The PEOPLE, Plaintiff and Respondent, v. George Samuel LUCEV, Defendant and Appellant.
Following a jury trial, defendant George Lucev appeals from a judgment sentencing him to life imprisonment without the possibility of parole for aiding and abetting the first degree murder of Walter Jelenic. The special circumstances underlying the sentence were that the murder was for financial gain (Pen. Code, § 190.2, subd. (a)(1)), and was committed while lying in wait (Pen. Code, § 190.2, subd. (a)(15)).
The nature of the contentions presented obviates the necessity for a summary of the facts surrounding the murder. Facts relevant to the issues will be set forth in our discussion below.
Lucev contends (1) the trial court's sua sponte substitution of defense counsel denied him the right to counsel, (2) his trial counsel was incompetent, (3) and the trial court's denial of his motion to suppress the testimony of Michael Pena was improper.
1. Substitution of Counsel
Lucev contends the trial court denied him his right to counsel when, on its own motion, it relieved the public defender as trial counsel and appointed another attorney to represent defendant. The relevant facts are as follows:
On July 9, 1984, the trial court set the case for trial on October 22, 1984. The court specifically told defense counsel that it would grant a continuance only “under extraordinary circumstances,” and that if counsel would not be ready for trial she should notify the court 60 days before the October 22 trial date so the court could appoint another lawyer to try the case.
On October 12, 1984, defense counsel filed a motion for a continuance. A hearing thereon was held on October 18, 1984, three days before the trial date. Defense counsel informed the trial court she needed a continuance to January 21, 1985, to prepare two motions relating to the special-circumstance allegations. The court asked counsel her reason for not giving 60 days notice, as ordered. Counsel replied she knew by mid-September 1984 of her inability to go to trial in October but did not notify the court thereof because she was working on other matters. When the court told counsel a delay to January 21, 1985 was “totally unacceptable,” counsel said she also needed time for further investigation. In response to the court's inquiry as to the nature of the investigation, counsel said she could not comment on it, either in open court or in chambers.

══════════════════════════════

▶ _Task 1_:
Answer these questions from the court opinion above, one line each.
(a) What sentence did the judgment impose on Lucev?
(b) How many days before the trial date was defense counsel told to notify the court if she would not be ready?
(c) To what date did defense counsel ask to have the trial continued?
▶ _Task 2_:
Extract the court opinion's wording from "Lucev contends (1)" up to and including "try the case.".
The items that come after this play no part here.

▶ _Records_:
══════════════════════════════

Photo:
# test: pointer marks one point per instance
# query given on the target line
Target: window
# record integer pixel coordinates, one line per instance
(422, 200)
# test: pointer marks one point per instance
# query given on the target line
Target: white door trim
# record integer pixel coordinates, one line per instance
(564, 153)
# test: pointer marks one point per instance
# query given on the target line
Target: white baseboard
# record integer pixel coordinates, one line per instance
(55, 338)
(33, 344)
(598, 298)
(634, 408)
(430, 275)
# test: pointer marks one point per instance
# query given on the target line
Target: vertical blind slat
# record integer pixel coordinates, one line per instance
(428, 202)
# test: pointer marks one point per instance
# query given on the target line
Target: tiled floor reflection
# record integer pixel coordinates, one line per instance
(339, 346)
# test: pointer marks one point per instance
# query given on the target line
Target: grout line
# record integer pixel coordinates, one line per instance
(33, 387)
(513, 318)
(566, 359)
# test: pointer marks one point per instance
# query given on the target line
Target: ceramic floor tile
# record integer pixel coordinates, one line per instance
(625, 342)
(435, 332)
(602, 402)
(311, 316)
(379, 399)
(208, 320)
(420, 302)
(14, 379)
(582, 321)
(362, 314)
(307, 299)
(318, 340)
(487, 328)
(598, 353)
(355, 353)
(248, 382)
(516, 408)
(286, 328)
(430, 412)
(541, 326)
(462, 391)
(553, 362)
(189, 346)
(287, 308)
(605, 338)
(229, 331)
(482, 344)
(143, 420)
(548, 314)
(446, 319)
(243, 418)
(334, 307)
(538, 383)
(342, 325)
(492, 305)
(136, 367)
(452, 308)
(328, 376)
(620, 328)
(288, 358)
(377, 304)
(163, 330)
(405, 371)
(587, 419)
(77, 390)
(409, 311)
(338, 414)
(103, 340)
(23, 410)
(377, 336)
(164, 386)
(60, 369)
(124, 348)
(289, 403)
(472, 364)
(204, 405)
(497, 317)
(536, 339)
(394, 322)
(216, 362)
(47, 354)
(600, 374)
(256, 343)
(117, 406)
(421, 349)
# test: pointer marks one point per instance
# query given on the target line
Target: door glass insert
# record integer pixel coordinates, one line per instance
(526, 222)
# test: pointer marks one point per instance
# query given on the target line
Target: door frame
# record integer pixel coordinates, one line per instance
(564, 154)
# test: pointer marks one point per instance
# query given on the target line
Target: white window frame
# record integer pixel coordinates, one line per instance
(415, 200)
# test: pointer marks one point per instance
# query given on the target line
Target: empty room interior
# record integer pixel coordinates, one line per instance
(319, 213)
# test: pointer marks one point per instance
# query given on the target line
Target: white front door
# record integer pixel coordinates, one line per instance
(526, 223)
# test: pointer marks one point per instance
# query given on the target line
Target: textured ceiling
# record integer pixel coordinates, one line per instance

══════════════════════════════

▶ _Final answer 1_:
(a) Life imprisonment without the possibility of parole
(b) 60 days
(c) January 21, 1985

▶ _Final answer 2_:
Lucev contends (1) the trial court's sua sponte substitution of defense counsel denied him the right to counsel, (2) his trial counsel was incompetent, (3) and the trial court's denial of his motion to suppress the testimony of Michael Pena was improper.
1. Substitution of Counsel
Lucev contends the trial court denied him his right to counsel when, on its own motion, it relieved the public defender as trial counsel and appointed another attorney to represent defendant. The relevant facts are as follows:
On July 9, 1984, the trial court set the case for trial on October 22, 1984. The court specifically told defense counsel that it would grant a continuance only “under extraordinary circumstances,” and that if counsel would not be ready for trial she should notify the court 60 days before the October 22 trial date so the court could appoint another lawyer to try the case.